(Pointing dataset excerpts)
◇ ◇ ◇ ◇

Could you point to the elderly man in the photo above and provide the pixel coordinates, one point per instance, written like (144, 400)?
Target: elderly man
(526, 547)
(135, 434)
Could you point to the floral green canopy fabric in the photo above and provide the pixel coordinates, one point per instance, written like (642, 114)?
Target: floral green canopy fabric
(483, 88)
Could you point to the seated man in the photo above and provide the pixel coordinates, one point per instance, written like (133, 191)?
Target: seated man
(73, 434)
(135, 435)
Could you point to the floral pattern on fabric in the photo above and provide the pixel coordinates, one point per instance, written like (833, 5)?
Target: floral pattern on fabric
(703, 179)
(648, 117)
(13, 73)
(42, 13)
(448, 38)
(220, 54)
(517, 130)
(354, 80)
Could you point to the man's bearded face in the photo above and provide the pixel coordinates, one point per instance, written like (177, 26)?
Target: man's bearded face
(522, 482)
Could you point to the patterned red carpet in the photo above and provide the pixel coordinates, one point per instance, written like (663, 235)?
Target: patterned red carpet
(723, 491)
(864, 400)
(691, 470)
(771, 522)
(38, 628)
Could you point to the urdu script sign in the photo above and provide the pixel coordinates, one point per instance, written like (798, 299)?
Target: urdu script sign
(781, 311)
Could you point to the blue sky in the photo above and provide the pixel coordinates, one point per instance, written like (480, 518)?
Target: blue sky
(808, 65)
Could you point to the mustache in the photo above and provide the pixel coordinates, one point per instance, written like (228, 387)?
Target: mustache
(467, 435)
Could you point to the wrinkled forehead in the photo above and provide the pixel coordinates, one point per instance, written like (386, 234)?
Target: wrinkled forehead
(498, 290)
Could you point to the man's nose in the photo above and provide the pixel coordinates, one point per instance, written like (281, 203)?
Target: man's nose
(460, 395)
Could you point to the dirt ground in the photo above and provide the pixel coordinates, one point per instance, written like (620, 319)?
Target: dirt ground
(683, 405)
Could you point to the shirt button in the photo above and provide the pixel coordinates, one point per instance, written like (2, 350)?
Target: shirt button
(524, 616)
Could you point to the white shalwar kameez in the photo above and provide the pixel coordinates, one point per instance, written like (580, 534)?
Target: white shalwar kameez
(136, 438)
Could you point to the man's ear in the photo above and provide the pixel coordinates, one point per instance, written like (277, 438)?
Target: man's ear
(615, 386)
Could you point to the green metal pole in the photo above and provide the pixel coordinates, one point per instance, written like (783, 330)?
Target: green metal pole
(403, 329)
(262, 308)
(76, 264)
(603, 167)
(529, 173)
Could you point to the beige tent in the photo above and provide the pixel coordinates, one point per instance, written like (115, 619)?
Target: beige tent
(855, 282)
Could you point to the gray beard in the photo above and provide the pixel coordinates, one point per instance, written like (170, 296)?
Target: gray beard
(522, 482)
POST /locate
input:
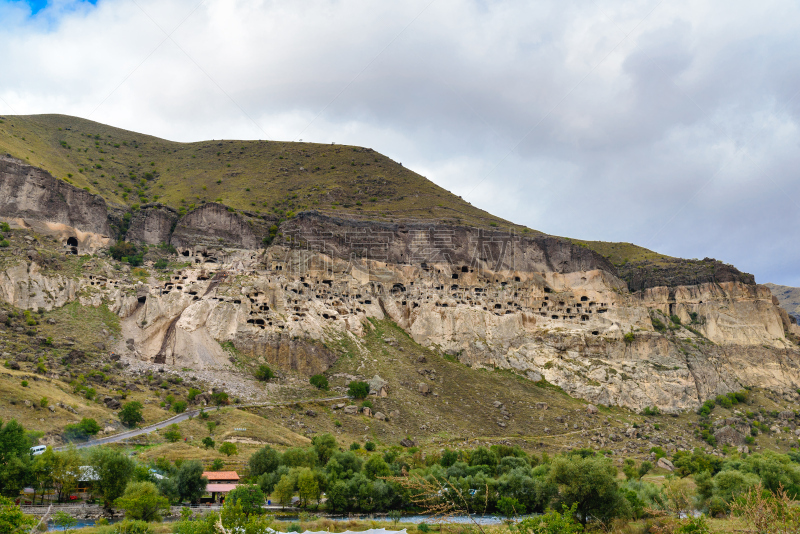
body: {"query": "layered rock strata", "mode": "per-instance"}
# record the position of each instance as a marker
(538, 305)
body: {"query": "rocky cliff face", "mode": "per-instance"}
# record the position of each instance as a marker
(540, 306)
(32, 198)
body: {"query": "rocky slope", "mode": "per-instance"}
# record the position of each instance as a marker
(788, 297)
(288, 291)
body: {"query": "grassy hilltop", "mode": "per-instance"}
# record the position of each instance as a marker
(277, 177)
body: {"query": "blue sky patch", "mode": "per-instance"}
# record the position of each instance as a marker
(38, 5)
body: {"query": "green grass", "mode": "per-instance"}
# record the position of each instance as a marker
(268, 177)
(622, 253)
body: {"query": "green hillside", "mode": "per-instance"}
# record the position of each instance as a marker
(260, 177)
(788, 296)
(277, 177)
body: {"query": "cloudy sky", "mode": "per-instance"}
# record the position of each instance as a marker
(672, 125)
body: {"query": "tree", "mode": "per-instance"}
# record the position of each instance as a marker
(376, 467)
(114, 469)
(190, 480)
(66, 466)
(15, 458)
(510, 507)
(552, 522)
(169, 489)
(228, 448)
(173, 434)
(142, 500)
(589, 484)
(338, 497)
(357, 389)
(307, 486)
(319, 382)
(264, 373)
(249, 496)
(42, 472)
(64, 521)
(265, 460)
(12, 520)
(131, 413)
(81, 431)
(325, 445)
(284, 490)
(220, 397)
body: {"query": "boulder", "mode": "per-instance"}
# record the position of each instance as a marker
(534, 376)
(663, 463)
(728, 435)
(112, 403)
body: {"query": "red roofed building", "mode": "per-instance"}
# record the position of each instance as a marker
(220, 482)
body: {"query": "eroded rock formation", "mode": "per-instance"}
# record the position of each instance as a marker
(538, 305)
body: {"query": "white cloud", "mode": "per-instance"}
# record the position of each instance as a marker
(598, 120)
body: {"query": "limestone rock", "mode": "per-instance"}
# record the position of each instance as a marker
(663, 463)
(729, 436)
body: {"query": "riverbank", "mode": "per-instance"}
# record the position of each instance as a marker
(332, 525)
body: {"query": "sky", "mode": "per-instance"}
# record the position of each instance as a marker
(672, 125)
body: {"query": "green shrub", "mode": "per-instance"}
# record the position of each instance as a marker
(131, 413)
(319, 382)
(81, 431)
(264, 373)
(220, 397)
(173, 434)
(358, 390)
(658, 325)
(724, 401)
(628, 338)
(135, 526)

◇ ◇ ◇ ◇

**To be done**. Copy out each line exactly, without the pictures.

**Finished answer**.
Could you point to the elderly man in the photo above and provide the pixel coordinates, one point per instance, written like (144, 400)?
Target: elderly man
(526, 547)
(135, 434)
Could you point to the floral green canopy fabric in the photo above and provide the pixel coordinates, one point per instance, written like (642, 114)?
Target: floral green canopy fabric
(483, 88)
Could you point to the seated man in the photo above and provide the pixel coordinates, one point per instance, written like (133, 191)?
Target: seated man
(73, 434)
(135, 435)
Could you point to the floral pattern on fabric in the photo above and provide the pixel coordinates, one point per instance, written like (833, 5)?
Target: floral pattern on fabric
(703, 179)
(648, 117)
(13, 73)
(42, 13)
(448, 38)
(220, 54)
(517, 130)
(354, 80)
Could you point to the man's bearded face in the photo above and provide the pixel coordinates, one point per instance, written like (177, 26)?
Target: man's bearded face
(522, 482)
Could you point to the patterned red carpet in the photo above and provide the pixel coordinates, one point per instance, written like (663, 235)?
Target: patterned red carpet
(723, 491)
(864, 400)
(691, 470)
(771, 522)
(38, 628)
Could you point to the urdu script sign in the photo above and provide the pixel coordinates, one point per instance, written like (798, 299)?
Target: urdu script sign
(781, 311)
Could you point to the blue sky in the photo above and provide the pixel coordinates, one point per instance, written like (480, 518)?
Target: blue sky
(808, 65)
Could you point to the mustache in the photo above and provide the pixel coordinates, one point per instance, written like (228, 387)?
Target: mustache
(467, 435)
Could you point to the wrinkled forehead in the photo above and provide the pixel coordinates, one point per instance, written like (386, 234)?
Target: wrinkled forehead
(498, 290)
Could you point to the man's nose in the photo above and provide the pixel coordinates, one point per instance, written like (281, 203)?
Target: man's nose
(460, 395)
Could you point to the dirt ground in the photo above and provide the pixel coordinates, one point per instance, written like (620, 319)?
Target: dirt ground
(683, 405)
Could you point to the shirt button in the photo above and provide the pixel coordinates, one point per instance, written like (2, 350)?
Target: shirt button
(524, 616)
Could you point to the white shalwar kameez in the photo above and provide the pixel coordinates, one point per instance, written like (580, 534)?
Target: white shalwar kameez
(136, 438)
Could you point to the man's ear in the photo above and provide the pixel coordinates, one point per instance, written like (277, 438)?
Target: man's ear
(615, 386)
Could you point to the green metal pole in the photo above and provide the pixel coordinates, one point per instance, written like (783, 330)?
Target: green metal pole
(403, 329)
(262, 308)
(76, 264)
(603, 167)
(529, 173)
Could you point to the beige tent in the photo above and provide the pixel coordinates, one point per instance, written like (115, 619)?
Target: beige tent
(855, 282)
Could you point to the gray beard in the photo above and provide the pixel coordinates, one point per instance, written like (170, 296)?
Target: gray beard
(522, 482)
POST /locate
input:
body: {"query": "layered rock strata", "mode": "per-instance"}
# record the position of each instance as a marker
(538, 305)
body: {"query": "rocky cliff face", "mode": "per-instance"}
# record the position of each instance as a marker
(540, 306)
(32, 198)
body: {"query": "rocky slope", "mode": "per-instance"}
# record the position of each instance as a marker
(788, 297)
(288, 291)
body: {"query": "grassy hilltop", "mode": "per-instance"}
# record the position of each instance as a marker
(277, 177)
body: {"query": "blue sky patch", "mode": "per-instance"}
# record the position of each instance as a marker
(38, 5)
body: {"query": "green grass", "mode": "per-instance"}
# record the position of each instance as a marker
(268, 177)
(622, 253)
body: {"query": "green hillside", "mode": "per-instance"}
# record the position of each instance as a marker
(260, 177)
(788, 296)
(277, 177)
body: {"query": "cloudy sky", "mode": "per-instance"}
# record the position of each instance as a marker
(672, 125)
body: {"query": "tree", "mode": "per-instance"}
# record the position of each instance as a marker
(376, 467)
(114, 469)
(190, 480)
(66, 466)
(15, 458)
(510, 507)
(552, 522)
(169, 489)
(228, 448)
(173, 434)
(142, 500)
(589, 484)
(338, 497)
(357, 389)
(307, 486)
(319, 382)
(264, 373)
(249, 496)
(42, 472)
(64, 521)
(265, 460)
(12, 520)
(131, 413)
(81, 431)
(325, 445)
(284, 490)
(220, 397)
body: {"query": "boulder", "mode": "per-instance"}
# record the position of each instance as a marker
(534, 376)
(663, 463)
(728, 435)
(112, 403)
body: {"query": "red roofed building", "mode": "per-instance"}
# record the position of each instance as a marker
(220, 482)
body: {"query": "eroded rock formation", "mode": "per-instance"}
# record the position of each instance as a marker
(538, 305)
body: {"query": "white cloud", "mode": "per-instance"}
# record the position of each instance as a marker
(598, 120)
body: {"query": "limestone rock", "mode": "per-instance"}
# record the position of each instance as a marker
(663, 463)
(729, 436)
body: {"query": "riverbank", "mode": "per-instance"}
# record the position of each instance as a marker
(332, 525)
body: {"query": "sky", "mode": "per-instance"}
# record the position of each instance as a marker
(672, 125)
body: {"query": "green shrub", "mode": "per-instance"}
# record the position of each instance as a marker
(131, 413)
(319, 382)
(81, 431)
(264, 373)
(220, 397)
(173, 434)
(358, 390)
(658, 325)
(724, 401)
(628, 338)
(135, 526)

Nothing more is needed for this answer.